WHAT THIS TASK INVOLVES →
Recast the stretch of data from its start through the line containing "box: [0, 196, 600, 379]" as a Markdown table with the columns "Row" and "Line", numbering each line and omitting blank ones.

Stored items

....................

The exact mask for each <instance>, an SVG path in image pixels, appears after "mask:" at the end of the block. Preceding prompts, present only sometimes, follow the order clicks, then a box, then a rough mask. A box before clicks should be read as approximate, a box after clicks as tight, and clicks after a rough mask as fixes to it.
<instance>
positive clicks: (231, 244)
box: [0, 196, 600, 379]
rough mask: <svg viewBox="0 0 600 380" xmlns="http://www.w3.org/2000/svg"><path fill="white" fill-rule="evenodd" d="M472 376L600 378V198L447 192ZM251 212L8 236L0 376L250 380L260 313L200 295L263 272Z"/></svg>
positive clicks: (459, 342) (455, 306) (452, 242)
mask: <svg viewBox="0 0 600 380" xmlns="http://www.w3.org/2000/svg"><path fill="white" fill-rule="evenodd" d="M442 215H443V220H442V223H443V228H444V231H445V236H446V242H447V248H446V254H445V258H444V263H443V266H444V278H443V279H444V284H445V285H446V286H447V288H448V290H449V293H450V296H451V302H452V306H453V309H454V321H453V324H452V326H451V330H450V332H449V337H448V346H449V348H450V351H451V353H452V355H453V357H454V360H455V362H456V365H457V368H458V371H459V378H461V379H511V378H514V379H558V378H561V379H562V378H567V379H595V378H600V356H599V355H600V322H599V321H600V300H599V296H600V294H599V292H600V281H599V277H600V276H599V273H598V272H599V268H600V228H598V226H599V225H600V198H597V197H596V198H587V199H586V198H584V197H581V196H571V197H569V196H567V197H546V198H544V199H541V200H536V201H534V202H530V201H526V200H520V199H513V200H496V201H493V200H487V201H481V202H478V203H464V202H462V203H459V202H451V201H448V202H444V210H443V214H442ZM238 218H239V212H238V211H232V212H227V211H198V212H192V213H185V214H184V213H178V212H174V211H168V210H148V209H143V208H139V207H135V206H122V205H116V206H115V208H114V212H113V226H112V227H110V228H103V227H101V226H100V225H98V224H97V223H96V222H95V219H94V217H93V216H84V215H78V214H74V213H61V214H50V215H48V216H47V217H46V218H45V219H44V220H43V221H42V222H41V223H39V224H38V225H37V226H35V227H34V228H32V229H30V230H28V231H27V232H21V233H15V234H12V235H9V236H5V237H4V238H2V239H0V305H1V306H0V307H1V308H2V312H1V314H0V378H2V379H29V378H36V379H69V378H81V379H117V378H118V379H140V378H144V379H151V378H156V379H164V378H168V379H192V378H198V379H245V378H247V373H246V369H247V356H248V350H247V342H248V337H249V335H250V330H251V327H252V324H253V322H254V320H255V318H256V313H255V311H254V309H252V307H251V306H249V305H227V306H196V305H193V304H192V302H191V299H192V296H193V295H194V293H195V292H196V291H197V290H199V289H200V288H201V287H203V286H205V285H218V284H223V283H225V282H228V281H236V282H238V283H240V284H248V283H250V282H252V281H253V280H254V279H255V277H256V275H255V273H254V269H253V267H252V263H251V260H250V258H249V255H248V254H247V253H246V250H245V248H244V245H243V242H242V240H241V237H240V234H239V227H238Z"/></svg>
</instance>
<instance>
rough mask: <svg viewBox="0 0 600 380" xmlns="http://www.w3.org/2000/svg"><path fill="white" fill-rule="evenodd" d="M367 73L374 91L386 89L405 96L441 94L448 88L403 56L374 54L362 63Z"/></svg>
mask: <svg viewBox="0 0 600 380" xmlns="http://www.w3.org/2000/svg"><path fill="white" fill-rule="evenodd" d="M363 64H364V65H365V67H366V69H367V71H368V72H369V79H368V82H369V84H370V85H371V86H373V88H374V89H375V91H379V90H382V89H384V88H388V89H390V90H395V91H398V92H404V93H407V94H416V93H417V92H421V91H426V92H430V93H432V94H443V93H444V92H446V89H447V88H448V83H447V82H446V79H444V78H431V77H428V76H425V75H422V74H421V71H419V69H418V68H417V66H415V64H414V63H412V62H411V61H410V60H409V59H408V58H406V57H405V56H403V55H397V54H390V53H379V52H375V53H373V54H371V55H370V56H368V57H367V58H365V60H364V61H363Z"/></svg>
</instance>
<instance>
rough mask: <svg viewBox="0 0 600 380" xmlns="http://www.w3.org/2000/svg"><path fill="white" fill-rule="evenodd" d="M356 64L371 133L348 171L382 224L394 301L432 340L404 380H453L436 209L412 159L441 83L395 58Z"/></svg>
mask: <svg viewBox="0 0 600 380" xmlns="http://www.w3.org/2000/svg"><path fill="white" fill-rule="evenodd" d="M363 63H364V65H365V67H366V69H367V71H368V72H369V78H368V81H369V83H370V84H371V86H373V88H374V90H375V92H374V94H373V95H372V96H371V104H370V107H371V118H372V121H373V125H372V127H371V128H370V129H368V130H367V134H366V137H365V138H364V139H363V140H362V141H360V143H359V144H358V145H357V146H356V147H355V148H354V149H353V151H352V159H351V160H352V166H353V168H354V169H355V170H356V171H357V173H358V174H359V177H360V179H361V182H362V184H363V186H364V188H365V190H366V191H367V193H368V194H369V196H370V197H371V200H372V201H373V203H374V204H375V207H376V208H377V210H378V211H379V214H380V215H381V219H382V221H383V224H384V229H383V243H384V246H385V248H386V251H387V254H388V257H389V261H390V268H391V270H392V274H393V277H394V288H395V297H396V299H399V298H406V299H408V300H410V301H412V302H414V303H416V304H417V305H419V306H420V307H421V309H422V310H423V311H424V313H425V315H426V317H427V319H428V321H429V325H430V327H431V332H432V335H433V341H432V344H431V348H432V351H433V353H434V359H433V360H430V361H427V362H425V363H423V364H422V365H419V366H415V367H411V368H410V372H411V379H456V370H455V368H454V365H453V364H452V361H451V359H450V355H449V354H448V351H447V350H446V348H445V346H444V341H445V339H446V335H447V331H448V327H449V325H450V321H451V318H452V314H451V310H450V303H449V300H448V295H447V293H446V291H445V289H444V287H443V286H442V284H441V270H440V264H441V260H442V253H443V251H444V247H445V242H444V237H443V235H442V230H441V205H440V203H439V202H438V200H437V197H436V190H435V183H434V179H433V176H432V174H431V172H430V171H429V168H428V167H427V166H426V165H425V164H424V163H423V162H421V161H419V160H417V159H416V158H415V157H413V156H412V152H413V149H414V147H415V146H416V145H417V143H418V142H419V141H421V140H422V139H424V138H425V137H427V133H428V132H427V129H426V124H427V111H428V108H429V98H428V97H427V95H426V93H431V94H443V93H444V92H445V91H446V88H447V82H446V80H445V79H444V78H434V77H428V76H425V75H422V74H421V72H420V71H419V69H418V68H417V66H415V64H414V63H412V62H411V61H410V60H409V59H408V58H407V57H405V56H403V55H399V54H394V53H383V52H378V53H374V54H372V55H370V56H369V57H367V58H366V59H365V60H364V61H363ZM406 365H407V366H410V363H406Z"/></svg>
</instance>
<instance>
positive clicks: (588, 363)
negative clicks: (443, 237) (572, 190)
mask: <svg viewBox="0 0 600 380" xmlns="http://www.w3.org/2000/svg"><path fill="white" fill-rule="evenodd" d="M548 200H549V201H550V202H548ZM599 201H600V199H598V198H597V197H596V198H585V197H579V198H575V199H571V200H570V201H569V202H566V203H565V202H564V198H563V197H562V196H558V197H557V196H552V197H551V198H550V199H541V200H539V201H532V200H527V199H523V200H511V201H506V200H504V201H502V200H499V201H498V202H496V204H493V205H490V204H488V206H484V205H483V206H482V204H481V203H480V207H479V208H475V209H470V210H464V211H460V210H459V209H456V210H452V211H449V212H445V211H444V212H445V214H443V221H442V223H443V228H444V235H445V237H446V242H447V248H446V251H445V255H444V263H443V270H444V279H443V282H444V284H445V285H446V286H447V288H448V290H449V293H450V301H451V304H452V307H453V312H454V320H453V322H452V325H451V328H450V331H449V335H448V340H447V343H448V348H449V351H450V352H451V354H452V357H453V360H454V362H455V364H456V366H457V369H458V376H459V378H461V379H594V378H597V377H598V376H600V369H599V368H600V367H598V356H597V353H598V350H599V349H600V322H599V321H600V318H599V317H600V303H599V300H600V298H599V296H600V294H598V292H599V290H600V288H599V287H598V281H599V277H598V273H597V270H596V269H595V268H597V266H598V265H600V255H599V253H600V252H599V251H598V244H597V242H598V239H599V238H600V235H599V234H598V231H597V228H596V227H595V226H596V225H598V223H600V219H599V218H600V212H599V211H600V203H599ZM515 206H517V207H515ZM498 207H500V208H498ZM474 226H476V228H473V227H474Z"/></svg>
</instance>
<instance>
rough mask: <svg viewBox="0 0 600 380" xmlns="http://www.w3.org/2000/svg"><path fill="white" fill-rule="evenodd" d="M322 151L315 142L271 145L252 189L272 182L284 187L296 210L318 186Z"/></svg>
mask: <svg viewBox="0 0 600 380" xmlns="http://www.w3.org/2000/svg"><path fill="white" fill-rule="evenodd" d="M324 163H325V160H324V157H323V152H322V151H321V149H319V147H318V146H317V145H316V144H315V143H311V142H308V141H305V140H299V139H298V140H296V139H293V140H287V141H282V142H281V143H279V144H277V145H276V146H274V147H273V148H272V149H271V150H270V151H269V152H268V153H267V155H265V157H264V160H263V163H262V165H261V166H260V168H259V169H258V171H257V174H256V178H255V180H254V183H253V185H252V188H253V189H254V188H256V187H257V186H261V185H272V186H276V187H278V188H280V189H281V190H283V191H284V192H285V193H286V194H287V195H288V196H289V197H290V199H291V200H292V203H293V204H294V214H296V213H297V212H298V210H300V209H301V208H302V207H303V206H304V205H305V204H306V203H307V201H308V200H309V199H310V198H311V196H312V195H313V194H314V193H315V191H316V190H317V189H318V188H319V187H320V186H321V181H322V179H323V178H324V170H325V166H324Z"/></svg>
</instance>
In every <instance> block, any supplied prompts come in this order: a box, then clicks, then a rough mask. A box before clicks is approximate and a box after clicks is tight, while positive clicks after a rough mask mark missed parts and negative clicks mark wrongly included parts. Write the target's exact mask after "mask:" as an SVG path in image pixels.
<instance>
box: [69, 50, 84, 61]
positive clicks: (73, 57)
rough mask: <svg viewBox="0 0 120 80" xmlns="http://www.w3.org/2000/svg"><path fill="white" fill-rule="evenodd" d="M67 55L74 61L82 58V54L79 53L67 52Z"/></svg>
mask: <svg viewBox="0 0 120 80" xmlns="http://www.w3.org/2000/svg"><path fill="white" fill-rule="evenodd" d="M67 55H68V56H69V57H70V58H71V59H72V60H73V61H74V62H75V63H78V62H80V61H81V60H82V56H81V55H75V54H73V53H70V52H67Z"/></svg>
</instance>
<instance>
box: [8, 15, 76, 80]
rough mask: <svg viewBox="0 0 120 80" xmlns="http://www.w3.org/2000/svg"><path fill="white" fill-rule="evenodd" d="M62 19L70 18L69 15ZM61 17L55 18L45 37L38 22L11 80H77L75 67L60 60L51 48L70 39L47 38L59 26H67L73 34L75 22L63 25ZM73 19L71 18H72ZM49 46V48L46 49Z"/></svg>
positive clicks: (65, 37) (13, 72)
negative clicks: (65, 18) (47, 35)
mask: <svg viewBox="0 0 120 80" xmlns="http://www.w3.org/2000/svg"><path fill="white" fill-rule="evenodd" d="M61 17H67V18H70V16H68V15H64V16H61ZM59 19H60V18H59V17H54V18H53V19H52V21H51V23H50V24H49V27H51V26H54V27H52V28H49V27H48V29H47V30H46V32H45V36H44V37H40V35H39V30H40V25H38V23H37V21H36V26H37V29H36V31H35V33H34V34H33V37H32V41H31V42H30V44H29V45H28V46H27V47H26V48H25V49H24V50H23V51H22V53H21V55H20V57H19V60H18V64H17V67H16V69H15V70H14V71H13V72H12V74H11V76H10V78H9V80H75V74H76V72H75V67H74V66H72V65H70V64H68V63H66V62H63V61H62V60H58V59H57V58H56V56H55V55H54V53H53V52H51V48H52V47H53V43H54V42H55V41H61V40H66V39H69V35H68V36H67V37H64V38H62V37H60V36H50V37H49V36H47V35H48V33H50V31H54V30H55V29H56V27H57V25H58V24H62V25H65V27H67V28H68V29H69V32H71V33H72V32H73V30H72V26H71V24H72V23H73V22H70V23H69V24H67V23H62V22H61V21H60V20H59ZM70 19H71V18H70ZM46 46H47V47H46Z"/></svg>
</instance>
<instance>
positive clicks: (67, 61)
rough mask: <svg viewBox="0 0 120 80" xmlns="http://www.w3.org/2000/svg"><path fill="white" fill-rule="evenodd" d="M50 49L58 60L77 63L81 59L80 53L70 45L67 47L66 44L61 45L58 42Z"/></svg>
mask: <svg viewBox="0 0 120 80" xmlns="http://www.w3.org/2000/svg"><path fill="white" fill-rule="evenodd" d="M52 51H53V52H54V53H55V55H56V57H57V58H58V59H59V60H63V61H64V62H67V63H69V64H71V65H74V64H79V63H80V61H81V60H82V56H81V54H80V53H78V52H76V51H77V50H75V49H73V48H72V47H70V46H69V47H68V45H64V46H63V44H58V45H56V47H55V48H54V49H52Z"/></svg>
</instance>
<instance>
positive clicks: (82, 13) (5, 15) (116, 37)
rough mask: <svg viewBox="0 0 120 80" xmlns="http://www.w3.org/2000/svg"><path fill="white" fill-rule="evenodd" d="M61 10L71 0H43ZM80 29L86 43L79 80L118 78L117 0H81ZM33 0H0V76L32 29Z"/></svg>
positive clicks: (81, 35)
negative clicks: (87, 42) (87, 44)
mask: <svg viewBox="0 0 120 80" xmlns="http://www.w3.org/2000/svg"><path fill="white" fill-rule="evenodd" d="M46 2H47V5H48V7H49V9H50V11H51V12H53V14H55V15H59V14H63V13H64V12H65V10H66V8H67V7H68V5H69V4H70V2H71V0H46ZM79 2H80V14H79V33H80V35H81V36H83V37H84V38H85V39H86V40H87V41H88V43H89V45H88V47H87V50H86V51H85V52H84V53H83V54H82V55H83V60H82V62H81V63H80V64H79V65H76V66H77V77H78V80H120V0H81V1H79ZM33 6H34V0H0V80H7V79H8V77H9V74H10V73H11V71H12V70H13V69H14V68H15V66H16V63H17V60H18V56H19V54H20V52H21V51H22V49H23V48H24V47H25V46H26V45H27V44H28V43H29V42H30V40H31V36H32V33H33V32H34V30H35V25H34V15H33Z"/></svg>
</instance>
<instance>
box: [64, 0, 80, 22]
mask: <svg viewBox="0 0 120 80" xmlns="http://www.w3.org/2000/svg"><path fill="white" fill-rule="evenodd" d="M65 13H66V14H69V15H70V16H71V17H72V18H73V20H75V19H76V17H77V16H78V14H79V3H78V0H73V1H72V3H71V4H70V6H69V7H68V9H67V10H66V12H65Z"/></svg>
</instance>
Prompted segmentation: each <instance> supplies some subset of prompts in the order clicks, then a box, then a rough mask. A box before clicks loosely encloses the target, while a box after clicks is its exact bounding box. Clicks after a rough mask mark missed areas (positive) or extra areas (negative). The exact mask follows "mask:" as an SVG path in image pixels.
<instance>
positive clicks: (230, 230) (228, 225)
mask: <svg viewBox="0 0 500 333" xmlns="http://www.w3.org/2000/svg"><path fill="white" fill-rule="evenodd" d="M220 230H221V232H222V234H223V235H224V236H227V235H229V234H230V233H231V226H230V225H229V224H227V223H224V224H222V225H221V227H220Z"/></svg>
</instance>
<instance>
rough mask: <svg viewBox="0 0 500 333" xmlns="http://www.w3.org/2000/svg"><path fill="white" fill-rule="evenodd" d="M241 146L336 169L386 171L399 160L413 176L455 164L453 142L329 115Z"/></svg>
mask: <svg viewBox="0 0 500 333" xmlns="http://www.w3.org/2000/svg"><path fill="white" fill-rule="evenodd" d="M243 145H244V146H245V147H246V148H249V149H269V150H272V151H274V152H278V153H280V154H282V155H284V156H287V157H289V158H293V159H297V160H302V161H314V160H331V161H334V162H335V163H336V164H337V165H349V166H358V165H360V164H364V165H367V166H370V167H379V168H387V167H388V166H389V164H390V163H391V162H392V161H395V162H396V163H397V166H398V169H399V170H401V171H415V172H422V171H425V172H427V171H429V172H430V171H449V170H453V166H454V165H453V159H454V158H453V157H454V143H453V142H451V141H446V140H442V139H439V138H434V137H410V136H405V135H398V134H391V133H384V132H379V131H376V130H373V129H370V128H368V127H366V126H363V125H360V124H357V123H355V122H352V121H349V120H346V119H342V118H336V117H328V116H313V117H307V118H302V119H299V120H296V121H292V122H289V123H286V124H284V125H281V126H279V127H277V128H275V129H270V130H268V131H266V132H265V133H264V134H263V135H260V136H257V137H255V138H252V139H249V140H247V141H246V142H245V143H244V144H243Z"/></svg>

....................

EXERCISE RESPONSE →
| Row | Line |
|---|---|
| 1 | The exact mask for each <instance>, an SVG path in image pixels, appears after "mask:" at the end of the block. Preceding prompts, present only sometimes, follow the order clicks, then a box, then a rough mask. A box before clicks should be read as approximate, a box after clicks as tight, and clicks after a rough mask as fixes to it. |
| 2 | <instance> |
| 3 | positive clicks: (231, 244) |
| 4 | box: [0, 196, 600, 379] |